> **To do**
Your reply must consist of the data below, reproduced character for character.

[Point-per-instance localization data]
###
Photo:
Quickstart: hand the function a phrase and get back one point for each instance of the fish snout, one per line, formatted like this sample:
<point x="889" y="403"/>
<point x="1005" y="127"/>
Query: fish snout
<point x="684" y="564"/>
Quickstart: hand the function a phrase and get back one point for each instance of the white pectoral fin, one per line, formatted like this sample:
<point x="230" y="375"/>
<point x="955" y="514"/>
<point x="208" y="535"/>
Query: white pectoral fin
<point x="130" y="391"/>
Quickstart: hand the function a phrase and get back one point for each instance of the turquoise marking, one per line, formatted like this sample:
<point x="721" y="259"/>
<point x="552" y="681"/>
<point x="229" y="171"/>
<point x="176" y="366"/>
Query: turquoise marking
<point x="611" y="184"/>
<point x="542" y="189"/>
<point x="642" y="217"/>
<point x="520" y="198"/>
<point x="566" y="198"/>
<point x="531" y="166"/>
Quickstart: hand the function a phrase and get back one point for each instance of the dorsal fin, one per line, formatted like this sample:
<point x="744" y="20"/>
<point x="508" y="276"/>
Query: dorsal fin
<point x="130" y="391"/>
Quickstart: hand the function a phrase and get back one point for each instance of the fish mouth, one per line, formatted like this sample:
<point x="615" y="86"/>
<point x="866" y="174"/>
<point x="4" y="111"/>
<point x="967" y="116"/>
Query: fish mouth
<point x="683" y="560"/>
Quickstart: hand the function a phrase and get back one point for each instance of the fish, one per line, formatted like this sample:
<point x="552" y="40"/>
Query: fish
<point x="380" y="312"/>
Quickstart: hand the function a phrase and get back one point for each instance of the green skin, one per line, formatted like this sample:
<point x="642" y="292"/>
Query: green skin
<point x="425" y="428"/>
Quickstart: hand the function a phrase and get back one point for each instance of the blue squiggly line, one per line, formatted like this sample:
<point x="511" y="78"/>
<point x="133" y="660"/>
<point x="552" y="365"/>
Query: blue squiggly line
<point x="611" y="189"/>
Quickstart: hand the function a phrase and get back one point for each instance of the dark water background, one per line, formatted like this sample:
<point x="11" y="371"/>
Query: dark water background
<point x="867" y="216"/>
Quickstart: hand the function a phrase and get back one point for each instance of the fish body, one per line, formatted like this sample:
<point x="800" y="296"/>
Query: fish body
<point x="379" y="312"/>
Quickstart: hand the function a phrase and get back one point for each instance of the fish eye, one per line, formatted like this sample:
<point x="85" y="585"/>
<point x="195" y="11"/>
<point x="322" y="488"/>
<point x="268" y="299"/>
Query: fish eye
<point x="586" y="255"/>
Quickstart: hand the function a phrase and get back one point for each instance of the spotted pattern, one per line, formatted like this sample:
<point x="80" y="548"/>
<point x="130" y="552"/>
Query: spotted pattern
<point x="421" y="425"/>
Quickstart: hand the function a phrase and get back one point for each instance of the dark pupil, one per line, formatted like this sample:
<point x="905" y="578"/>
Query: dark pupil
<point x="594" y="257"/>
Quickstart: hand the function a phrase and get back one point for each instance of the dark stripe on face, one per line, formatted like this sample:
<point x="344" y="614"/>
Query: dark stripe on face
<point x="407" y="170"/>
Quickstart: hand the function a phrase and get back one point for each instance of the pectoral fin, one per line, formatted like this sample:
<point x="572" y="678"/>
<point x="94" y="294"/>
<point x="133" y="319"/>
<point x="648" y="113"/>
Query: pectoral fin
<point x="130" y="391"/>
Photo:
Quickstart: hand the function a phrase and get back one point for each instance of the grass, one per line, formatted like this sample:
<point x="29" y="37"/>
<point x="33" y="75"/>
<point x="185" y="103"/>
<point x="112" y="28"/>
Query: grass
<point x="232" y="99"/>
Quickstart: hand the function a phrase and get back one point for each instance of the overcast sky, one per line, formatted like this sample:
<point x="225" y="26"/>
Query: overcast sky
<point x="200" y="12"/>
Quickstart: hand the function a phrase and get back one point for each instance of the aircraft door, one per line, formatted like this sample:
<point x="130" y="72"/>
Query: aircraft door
###
> **Task solution**
Photo:
Quickstart: hand the function a phrase and get back one point for each instance of the fish snout, one per line, formatted like this sample:
<point x="889" y="403"/>
<point x="1005" y="127"/>
Query: fish snout
<point x="684" y="564"/>
Quickstart: hand the function a phrase and get back one point for each instance of the white pectoral fin, one per line, formatted like this sample:
<point x="230" y="375"/>
<point x="955" y="514"/>
<point x="208" y="535"/>
Query: white pectoral fin
<point x="130" y="391"/>
Quickstart: hand the function a phrase and get back one point for each instance of the turquoise marking, one per line, formatted like this sample:
<point x="721" y="259"/>
<point x="552" y="681"/>
<point x="229" y="171"/>
<point x="176" y="366"/>
Query: turquoise marking
<point x="611" y="184"/>
<point x="542" y="189"/>
<point x="642" y="217"/>
<point x="520" y="198"/>
<point x="566" y="198"/>
<point x="531" y="166"/>
Quickstart: hand the function a phrase and get back one point for each instance of the dorsal fin, one per line, formatted like this sample:
<point x="744" y="20"/>
<point x="508" y="276"/>
Query: dorsal fin
<point x="130" y="391"/>
Quickstart: hand the function a phrase and get back one point for each instance of the fish mouth, one per line, formatted like this sample:
<point x="615" y="86"/>
<point x="866" y="174"/>
<point x="4" y="111"/>
<point x="967" y="116"/>
Query: fish mouth
<point x="683" y="560"/>
Quickstart: hand the function a phrase and get back one point for each instance of the fish, one per line, formatted like this sample:
<point x="552" y="40"/>
Query: fish
<point x="380" y="312"/>
Quickstart: hand the function a phrase and get back one point for each instance of the green skin, one per line, formatted like this sample:
<point x="642" y="292"/>
Query: green skin
<point x="425" y="428"/>
Quickstart: hand the function a phrase and get back one point for each instance of the blue squiggly line, one per line, formatted like this sample:
<point x="511" y="78"/>
<point x="133" y="660"/>
<point x="552" y="365"/>
Query: blue squiggly line
<point x="611" y="189"/>
Quickstart: hand the function a phrase and get back one point for each instance of the dark water background, one per line, formatted like this sample:
<point x="11" y="371"/>
Query: dark water background
<point x="867" y="216"/>
Quickstart: hand the function a phrase and get back one point for each instance of the fish body, one per line, formatted like this sample:
<point x="800" y="296"/>
Query: fish body
<point x="379" y="312"/>
Quickstart: hand the function a phrase and get back one point for each instance of the fish eye, one per line, formatted like this sample:
<point x="85" y="585"/>
<point x="195" y="11"/>
<point x="322" y="488"/>
<point x="268" y="299"/>
Query: fish eye
<point x="586" y="255"/>
Quickstart: hand the function a phrase and get back one point for each instance of the spotted pattern, one per line, formatted like this sample:
<point x="80" y="548"/>
<point x="130" y="552"/>
Query: spotted pattern
<point x="421" y="425"/>
Quickstart: hand the function a phrase and get back one point for each instance of the dark pupil, one per line, formatted like this sample:
<point x="905" y="578"/>
Query: dark pupil
<point x="594" y="257"/>
Quickstart: hand the function a phrase and get back one point for each instance of the dark stripe on face, one per line, formatted like this sample:
<point x="344" y="614"/>
Query: dark stripe on face
<point x="407" y="170"/>
Quickstart: hand the function a phrase and get back one point for each instance of the pectoral fin, one per line, formatted like this sample:
<point x="572" y="678"/>
<point x="94" y="294"/>
<point x="133" y="319"/>
<point x="648" y="113"/>
Query: pectoral fin
<point x="130" y="391"/>
Photo:
Quickstart: hand the function a phrase and get back one point for each instance of the grass, one per line, formatted like this sample:
<point x="29" y="37"/>
<point x="33" y="75"/>
<point x="185" y="103"/>
<point x="112" y="28"/>
Query: grass
<point x="232" y="99"/>
Quickstart: hand the function a phrase and get back one point for each instance of the overcast sky, one per line, formatted like this sample:
<point x="225" y="26"/>
Query: overcast sky
<point x="200" y="12"/>
Quickstart: hand the function a phrase and get back one point for each instance of the aircraft door, one per line, formatted like this sample:
<point x="130" y="72"/>
Query: aircraft door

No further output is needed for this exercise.